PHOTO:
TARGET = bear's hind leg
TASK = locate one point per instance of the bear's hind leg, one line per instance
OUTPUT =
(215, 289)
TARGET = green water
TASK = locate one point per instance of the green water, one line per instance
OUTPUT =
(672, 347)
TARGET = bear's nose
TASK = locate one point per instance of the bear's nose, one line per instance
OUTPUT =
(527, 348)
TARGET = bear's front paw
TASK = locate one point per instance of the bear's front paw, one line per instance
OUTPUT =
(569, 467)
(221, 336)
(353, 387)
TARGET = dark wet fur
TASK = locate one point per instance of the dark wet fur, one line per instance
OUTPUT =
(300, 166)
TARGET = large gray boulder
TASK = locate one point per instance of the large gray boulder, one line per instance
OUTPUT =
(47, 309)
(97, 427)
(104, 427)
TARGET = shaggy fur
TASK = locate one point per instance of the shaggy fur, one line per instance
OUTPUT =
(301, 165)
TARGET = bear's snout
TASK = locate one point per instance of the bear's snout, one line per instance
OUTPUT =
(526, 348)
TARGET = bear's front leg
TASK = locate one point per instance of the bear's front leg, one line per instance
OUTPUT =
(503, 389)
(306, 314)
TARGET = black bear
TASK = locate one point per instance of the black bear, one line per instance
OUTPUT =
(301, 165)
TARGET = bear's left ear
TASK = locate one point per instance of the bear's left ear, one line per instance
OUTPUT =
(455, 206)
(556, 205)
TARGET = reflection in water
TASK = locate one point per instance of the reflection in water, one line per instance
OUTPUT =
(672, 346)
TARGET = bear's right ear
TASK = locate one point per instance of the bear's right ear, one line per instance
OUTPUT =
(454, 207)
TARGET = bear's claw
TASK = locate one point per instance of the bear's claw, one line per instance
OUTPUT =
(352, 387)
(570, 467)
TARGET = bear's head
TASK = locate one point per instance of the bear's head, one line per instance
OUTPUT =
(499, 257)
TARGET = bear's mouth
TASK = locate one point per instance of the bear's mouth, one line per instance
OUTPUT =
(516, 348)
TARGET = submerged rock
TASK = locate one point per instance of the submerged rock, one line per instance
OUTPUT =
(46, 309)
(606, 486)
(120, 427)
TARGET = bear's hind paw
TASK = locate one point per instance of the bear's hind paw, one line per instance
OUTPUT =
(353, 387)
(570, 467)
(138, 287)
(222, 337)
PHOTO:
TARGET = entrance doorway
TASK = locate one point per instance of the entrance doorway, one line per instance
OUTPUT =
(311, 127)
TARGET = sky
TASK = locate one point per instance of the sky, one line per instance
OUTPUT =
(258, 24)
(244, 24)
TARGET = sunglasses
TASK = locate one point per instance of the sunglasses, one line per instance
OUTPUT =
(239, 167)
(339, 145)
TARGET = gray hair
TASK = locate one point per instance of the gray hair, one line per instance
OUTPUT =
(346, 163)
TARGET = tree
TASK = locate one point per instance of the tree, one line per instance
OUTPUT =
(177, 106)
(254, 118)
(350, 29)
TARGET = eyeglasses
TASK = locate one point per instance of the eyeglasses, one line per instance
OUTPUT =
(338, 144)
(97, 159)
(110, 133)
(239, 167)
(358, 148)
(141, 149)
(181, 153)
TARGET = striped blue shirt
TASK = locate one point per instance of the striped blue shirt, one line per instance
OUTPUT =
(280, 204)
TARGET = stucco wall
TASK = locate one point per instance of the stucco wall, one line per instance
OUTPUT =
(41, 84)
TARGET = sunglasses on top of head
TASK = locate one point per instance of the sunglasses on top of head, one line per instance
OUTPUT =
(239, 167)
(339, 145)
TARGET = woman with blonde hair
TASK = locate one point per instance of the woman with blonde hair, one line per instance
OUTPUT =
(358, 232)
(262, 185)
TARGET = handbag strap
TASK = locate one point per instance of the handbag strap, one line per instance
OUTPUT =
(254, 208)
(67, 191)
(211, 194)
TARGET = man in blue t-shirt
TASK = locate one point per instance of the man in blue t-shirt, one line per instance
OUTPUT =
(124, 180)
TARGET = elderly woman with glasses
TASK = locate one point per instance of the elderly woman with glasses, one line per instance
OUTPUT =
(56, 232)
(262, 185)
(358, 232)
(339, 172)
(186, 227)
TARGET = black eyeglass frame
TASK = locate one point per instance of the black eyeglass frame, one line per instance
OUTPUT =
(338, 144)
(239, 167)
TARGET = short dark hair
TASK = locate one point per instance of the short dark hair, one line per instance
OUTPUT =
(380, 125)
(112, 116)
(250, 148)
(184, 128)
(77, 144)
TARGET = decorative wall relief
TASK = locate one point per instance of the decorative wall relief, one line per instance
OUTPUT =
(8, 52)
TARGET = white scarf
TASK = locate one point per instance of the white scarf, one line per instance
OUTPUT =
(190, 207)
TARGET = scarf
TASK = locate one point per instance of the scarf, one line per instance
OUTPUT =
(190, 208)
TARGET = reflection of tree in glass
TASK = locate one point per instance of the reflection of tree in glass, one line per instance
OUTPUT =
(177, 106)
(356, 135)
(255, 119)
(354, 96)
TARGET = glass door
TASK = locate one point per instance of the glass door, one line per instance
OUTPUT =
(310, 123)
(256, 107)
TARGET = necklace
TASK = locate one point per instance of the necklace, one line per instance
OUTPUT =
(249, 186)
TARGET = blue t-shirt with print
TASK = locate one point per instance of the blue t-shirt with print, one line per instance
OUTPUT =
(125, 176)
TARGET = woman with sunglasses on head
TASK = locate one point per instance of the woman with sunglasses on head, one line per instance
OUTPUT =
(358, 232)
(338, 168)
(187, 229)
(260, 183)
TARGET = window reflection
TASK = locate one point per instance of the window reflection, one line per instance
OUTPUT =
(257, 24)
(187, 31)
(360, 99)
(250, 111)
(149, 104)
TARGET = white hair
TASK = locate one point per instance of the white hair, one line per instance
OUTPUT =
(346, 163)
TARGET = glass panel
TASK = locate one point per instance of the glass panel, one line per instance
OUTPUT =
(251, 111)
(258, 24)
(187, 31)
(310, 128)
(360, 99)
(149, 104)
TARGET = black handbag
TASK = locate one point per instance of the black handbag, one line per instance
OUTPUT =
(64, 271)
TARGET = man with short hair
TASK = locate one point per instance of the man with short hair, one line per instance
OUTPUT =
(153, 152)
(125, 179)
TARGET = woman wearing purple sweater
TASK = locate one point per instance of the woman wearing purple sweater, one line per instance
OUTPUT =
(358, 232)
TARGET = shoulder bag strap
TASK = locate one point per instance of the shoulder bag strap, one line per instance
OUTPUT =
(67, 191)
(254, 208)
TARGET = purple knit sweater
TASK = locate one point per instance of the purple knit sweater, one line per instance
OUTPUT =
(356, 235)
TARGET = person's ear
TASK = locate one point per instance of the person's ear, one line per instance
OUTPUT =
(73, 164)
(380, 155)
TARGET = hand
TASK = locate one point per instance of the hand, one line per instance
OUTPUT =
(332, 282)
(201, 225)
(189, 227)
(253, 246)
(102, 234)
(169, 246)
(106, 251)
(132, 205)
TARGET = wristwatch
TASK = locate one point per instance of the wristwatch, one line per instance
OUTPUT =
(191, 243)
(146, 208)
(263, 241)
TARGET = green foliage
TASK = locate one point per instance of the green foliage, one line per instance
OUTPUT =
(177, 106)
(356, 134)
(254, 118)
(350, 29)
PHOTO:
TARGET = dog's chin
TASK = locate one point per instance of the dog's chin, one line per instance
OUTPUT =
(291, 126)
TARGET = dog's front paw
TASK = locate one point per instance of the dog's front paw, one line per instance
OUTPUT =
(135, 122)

+-------+

Action item => Copy exactly the opening line of the material, the line bearing "TASK = locate one point per instance of the large", and every line between them. Include nothing else.

Answer to this task =>
PHOTO:
TARGET = bear's hind leg
TASK = locate one point per instance of the bear's hind leg, one line per instance
OUTPUT =
(215, 289)
TARGET = green water
TASK = locate one point per instance of the green water, one line per instance
OUTPUT =
(672, 347)
TARGET = bear's nose
TASK = locate one point per instance of the bear's nose, one line per instance
OUTPUT =
(527, 348)
TARGET = bear's front paw
TASK = locate one point per instance of the bear's front paw, one line per instance
OUTPUT =
(569, 467)
(221, 336)
(353, 387)
TARGET = dark wet fur
TASK = locate one point per instance of the dark wet fur, one line per instance
OUTPUT =
(300, 166)
TARGET = large gray boulder
TASK = locate one point per instance of the large gray boulder, one line per instance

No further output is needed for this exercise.